• _Instructions for the task_
Answer with a single number: the count of lines below that hold "wooden".

• _Data to process_
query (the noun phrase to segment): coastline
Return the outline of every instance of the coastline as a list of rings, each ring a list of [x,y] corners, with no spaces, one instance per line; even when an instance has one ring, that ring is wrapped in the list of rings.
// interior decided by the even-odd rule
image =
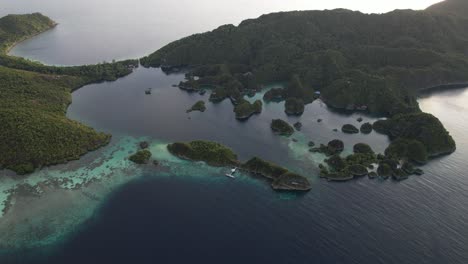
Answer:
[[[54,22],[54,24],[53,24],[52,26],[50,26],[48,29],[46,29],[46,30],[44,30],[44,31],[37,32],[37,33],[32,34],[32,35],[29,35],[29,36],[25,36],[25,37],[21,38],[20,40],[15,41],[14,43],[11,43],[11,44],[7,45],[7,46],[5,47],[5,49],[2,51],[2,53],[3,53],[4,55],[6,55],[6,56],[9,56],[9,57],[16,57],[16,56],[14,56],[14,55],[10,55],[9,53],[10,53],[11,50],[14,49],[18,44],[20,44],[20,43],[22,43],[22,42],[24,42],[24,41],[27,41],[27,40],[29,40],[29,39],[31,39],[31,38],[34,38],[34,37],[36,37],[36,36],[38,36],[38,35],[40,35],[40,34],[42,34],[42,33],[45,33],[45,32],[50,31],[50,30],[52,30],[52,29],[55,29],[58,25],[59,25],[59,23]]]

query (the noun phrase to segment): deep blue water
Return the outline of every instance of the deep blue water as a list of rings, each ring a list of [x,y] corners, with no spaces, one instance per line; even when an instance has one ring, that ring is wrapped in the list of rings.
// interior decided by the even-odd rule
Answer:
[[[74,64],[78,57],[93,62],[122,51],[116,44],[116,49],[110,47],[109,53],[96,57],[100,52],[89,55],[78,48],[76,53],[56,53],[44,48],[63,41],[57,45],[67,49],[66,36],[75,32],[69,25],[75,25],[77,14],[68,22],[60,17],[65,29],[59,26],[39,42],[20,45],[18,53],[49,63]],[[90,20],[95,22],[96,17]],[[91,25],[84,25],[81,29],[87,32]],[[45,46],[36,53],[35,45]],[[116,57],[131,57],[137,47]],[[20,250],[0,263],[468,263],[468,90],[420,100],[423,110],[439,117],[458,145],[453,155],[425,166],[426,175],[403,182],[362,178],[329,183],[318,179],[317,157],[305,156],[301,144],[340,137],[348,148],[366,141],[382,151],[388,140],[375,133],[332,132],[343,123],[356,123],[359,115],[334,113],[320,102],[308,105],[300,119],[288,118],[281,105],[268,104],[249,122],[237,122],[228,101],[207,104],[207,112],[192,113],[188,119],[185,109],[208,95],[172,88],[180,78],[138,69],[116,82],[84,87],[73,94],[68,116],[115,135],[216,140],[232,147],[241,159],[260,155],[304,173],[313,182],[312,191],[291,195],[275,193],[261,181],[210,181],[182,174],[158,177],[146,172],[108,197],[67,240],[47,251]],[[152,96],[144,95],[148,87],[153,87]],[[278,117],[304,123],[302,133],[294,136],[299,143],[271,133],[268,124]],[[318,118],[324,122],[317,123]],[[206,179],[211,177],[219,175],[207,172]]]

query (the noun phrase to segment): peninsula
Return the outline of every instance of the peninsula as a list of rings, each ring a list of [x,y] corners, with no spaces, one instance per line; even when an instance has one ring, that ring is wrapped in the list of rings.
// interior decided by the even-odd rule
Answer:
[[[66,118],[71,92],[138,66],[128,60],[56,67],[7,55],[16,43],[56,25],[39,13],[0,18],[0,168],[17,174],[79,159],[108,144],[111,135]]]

==

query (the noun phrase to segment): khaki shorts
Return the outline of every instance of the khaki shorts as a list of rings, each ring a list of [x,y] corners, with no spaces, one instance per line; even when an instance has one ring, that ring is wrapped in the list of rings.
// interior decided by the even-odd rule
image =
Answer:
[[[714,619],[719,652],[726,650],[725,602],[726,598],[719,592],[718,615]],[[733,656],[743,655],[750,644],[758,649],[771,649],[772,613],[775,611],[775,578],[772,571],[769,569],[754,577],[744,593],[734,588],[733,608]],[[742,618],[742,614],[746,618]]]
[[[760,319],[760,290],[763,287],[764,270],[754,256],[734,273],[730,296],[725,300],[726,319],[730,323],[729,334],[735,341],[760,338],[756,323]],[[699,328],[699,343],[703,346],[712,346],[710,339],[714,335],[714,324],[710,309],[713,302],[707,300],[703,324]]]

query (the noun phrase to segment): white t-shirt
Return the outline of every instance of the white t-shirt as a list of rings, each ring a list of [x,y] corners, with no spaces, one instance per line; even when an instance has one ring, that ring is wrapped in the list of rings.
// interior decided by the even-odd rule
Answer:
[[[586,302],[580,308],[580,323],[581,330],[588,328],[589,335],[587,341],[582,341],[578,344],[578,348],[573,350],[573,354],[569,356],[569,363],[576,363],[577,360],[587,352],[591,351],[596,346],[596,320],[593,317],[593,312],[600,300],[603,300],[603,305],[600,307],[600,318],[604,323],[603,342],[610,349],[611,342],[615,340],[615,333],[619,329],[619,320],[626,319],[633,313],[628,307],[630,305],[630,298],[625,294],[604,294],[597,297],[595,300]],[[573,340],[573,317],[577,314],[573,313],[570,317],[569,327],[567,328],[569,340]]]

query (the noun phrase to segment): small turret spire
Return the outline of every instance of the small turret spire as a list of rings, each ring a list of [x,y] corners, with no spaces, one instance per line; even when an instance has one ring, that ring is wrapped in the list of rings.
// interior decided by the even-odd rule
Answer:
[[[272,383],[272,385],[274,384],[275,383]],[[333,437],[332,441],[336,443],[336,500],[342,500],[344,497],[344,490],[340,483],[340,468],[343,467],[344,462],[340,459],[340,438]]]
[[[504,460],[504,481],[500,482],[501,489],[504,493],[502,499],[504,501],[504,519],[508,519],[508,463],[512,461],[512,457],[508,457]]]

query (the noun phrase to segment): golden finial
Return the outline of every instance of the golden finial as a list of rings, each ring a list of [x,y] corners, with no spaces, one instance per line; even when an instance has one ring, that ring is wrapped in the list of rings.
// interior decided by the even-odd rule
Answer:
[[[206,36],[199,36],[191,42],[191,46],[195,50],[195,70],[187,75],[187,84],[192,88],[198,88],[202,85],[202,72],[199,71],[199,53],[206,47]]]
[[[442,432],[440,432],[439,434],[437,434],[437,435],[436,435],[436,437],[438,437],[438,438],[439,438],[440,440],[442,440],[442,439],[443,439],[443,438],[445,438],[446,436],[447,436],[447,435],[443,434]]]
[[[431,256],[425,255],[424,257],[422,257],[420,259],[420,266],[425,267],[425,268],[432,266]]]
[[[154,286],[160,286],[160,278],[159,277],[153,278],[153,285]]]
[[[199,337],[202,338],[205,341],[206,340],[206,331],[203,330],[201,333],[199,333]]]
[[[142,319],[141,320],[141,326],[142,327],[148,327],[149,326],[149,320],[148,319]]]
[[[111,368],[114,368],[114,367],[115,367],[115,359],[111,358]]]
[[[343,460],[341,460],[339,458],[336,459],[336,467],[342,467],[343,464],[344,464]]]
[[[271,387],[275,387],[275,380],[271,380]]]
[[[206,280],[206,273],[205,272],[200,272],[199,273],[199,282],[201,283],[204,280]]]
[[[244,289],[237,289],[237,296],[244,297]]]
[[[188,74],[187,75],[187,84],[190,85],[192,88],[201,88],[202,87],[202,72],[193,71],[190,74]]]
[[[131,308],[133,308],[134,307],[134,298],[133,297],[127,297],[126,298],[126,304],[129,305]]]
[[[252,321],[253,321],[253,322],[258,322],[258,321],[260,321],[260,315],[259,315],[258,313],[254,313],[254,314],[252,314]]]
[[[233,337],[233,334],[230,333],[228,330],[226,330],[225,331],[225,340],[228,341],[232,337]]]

--

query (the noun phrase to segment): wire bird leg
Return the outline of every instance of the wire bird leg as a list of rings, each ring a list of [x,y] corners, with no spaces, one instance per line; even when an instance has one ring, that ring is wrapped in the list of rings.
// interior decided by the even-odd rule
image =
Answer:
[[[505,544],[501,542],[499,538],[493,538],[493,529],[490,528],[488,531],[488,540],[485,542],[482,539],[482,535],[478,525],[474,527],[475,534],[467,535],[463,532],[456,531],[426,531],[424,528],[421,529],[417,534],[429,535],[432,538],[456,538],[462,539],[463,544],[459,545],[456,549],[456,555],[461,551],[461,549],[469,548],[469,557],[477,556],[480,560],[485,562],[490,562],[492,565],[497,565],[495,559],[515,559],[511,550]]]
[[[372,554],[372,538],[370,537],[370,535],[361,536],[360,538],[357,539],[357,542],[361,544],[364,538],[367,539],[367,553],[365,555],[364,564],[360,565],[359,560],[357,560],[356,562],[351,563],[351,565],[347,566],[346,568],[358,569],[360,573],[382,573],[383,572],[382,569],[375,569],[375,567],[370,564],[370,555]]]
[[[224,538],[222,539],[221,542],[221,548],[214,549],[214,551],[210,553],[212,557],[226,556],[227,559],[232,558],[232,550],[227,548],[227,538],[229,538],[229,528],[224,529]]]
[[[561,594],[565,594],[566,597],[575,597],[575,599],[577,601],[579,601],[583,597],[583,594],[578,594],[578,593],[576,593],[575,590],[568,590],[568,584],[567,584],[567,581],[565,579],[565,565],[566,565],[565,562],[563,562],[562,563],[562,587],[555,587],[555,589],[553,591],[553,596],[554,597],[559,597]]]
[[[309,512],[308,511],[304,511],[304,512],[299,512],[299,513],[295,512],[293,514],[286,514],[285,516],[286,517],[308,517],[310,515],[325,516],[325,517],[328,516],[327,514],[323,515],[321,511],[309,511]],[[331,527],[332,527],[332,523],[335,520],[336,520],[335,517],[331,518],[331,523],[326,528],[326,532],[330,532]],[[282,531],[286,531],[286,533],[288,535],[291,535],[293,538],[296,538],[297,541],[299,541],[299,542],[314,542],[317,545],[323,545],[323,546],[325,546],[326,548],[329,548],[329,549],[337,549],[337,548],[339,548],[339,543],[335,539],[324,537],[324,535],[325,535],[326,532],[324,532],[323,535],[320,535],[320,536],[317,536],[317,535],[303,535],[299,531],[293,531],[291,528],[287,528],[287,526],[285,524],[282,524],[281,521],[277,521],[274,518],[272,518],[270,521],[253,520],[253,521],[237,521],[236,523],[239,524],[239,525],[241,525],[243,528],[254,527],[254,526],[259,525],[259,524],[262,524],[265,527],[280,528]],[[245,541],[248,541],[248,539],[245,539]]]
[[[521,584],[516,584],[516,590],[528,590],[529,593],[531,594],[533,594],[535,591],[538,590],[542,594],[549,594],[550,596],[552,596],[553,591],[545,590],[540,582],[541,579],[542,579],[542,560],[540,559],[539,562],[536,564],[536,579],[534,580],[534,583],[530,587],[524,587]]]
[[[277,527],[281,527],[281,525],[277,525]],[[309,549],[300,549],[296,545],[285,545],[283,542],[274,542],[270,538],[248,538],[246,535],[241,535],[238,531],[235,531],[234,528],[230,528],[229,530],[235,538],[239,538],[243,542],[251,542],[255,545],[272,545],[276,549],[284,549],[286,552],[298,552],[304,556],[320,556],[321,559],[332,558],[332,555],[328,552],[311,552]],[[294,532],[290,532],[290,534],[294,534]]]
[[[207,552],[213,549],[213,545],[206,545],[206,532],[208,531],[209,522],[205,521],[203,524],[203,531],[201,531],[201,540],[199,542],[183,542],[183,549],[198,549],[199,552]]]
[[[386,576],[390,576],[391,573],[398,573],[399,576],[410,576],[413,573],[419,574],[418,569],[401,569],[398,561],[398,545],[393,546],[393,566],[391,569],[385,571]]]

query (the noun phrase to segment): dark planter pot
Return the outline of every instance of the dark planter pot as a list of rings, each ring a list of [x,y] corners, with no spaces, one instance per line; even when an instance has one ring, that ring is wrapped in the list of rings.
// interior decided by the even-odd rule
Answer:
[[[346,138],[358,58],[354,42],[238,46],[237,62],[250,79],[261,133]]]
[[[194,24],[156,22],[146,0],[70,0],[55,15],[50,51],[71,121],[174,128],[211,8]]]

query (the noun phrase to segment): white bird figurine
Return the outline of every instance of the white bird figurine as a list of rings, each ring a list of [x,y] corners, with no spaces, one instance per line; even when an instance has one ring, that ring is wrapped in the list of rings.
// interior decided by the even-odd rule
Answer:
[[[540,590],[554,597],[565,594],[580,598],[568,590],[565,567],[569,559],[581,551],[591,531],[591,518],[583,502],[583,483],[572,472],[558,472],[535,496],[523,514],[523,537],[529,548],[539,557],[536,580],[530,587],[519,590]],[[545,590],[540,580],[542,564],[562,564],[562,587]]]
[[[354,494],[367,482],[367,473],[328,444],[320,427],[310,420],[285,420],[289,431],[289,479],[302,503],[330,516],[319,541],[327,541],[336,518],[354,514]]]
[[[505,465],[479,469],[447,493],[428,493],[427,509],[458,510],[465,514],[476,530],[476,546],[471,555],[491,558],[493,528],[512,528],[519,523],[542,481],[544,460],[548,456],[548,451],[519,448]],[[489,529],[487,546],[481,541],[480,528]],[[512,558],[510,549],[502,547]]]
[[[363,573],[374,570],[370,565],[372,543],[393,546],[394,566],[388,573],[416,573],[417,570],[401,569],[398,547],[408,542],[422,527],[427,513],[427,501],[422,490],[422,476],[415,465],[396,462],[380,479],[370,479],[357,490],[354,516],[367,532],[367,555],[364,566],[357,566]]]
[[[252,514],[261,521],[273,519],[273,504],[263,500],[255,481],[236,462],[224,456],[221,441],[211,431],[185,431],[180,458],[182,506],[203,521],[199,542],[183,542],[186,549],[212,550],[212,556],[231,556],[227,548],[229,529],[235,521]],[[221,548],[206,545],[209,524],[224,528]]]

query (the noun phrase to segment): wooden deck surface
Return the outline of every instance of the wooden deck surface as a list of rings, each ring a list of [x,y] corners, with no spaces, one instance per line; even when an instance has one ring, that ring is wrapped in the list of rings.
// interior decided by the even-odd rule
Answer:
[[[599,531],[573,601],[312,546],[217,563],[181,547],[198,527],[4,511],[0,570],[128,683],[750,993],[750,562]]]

• _Finished task_
2